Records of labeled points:
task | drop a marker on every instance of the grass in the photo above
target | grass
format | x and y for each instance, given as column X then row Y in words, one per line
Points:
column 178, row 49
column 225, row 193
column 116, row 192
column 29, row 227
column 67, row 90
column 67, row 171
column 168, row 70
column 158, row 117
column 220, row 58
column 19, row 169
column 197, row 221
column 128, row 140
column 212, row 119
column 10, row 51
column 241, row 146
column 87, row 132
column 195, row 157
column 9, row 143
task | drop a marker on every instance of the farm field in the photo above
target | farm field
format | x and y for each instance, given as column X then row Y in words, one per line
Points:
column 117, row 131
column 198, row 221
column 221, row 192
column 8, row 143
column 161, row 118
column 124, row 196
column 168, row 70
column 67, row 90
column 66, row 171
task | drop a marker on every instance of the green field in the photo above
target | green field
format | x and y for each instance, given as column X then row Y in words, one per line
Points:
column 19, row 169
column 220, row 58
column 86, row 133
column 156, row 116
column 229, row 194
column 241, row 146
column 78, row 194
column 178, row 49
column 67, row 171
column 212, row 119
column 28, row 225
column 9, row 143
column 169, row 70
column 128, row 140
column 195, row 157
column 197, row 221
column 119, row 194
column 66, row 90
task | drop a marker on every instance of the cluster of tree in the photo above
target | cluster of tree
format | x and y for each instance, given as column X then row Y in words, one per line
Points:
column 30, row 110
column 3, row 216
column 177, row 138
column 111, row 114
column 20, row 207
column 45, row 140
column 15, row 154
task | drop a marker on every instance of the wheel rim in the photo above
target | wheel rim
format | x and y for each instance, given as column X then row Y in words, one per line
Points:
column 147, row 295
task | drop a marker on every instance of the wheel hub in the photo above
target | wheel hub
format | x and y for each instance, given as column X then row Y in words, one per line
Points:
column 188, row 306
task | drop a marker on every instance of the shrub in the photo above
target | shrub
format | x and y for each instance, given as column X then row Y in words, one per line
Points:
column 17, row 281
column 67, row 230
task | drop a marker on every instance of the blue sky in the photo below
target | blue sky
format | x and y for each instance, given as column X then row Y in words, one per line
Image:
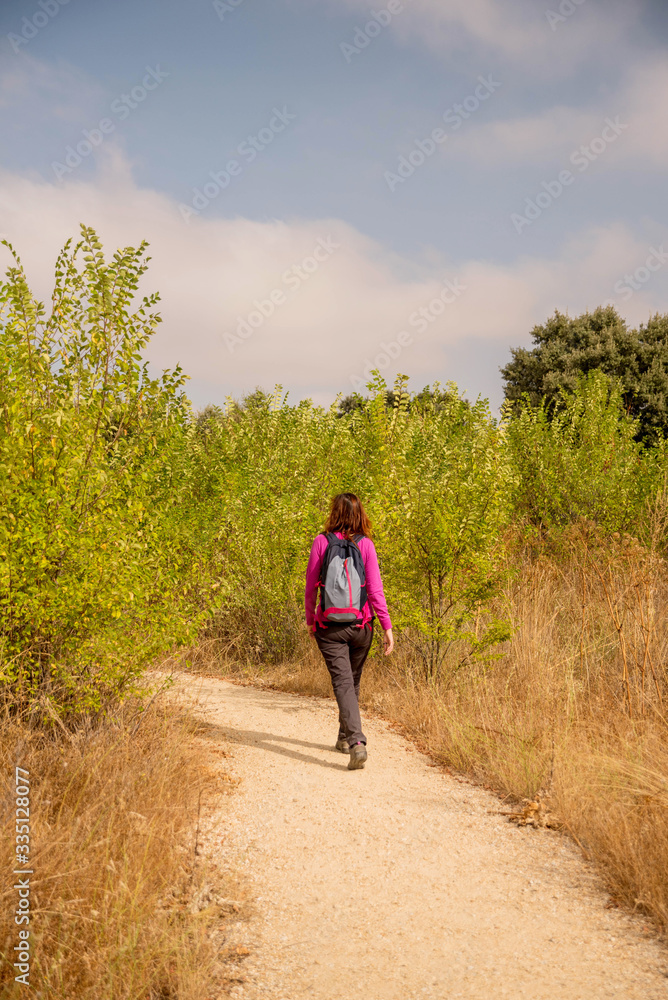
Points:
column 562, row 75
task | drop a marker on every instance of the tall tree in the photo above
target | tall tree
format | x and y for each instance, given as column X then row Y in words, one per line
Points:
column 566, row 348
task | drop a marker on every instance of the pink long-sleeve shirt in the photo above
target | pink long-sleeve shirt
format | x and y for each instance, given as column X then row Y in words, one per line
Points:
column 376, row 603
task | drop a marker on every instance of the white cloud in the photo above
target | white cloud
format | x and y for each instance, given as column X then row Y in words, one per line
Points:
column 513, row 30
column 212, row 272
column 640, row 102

* * *

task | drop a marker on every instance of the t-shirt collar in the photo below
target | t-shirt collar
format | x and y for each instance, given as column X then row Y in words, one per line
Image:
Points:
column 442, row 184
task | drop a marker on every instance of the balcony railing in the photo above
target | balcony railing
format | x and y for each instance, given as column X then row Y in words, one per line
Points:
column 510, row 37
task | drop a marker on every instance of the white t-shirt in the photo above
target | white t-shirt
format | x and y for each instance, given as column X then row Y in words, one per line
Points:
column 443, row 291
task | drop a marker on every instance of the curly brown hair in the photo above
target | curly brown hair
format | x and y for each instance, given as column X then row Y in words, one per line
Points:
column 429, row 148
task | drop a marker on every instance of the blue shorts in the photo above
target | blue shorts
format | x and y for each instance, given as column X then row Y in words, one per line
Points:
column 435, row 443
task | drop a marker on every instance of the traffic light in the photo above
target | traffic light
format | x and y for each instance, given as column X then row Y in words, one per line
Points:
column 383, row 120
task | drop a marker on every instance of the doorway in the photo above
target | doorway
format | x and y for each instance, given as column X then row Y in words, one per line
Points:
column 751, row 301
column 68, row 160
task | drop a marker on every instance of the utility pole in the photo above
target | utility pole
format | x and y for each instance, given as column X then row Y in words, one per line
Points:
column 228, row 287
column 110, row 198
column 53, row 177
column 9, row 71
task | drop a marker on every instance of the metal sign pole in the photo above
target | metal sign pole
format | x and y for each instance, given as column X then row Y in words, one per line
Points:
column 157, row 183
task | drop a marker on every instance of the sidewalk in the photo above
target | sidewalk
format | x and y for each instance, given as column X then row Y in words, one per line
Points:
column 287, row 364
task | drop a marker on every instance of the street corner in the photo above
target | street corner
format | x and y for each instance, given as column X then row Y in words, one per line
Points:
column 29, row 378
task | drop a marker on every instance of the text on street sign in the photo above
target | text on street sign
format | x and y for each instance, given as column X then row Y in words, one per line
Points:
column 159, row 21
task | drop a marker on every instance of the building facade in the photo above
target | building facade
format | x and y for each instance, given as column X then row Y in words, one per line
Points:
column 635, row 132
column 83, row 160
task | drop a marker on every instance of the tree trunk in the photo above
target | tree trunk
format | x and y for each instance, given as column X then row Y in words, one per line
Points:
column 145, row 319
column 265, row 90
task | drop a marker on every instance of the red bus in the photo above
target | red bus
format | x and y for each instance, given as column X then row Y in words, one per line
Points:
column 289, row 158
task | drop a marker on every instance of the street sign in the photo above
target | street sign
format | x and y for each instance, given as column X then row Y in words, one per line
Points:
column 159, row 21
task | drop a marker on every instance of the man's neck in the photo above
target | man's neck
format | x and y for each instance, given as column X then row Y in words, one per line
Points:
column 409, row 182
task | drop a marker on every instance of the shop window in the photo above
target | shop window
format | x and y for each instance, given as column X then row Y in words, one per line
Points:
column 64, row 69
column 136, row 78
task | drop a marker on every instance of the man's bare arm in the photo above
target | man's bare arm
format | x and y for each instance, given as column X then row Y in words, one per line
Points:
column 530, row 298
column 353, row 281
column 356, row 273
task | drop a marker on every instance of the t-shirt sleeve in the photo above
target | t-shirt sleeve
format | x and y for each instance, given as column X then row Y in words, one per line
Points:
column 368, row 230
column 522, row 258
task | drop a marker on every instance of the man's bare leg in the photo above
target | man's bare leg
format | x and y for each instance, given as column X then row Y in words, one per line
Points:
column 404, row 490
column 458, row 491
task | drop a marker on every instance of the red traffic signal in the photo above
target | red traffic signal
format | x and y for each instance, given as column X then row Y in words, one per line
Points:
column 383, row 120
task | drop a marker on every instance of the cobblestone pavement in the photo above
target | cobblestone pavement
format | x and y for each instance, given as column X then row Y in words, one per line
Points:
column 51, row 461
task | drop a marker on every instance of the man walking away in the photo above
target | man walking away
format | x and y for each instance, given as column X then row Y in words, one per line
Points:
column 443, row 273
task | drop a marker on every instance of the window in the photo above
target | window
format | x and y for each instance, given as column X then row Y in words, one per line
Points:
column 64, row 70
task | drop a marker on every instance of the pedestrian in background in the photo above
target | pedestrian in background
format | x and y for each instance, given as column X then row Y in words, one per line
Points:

**What you should do:** Can you copy out, word for word, everything from the line containing "task | drop a marker on every instance of the shrub" down to the line containing "column 640, row 102", including both of those lines but leaving out any pictures?

**Final result:**
task | drop a marker on every instance of the shrub in the photo above
target | shrub
format | x and y for each instance, given as column X then row Y in words, one per line
Points:
column 17, row 281
column 67, row 230
task | drop a marker on every instance of the blue sky in the photo below
target | blue sky
format | x and y for each instance, given as column X then row Y in words, one per line
Image:
Points:
column 562, row 75
task | drop a marker on every instance of the tall tree in the photo above
target | tall tree
format | x and y for each instance, given as column X then row Y in words, one per line
Points:
column 566, row 348
task | drop a marker on every instance of the pink long-sleeve shirt in the photo above
target | pink long-sleeve shirt
format | x and y for each instance, given as column X then row Y in words, one per line
Points:
column 376, row 603
task | drop a marker on every instance of the white cloud in the photo above
target | white cloud
format | x and y for each instance, given as column X then row Y in words, one per line
Points:
column 513, row 30
column 212, row 272
column 640, row 102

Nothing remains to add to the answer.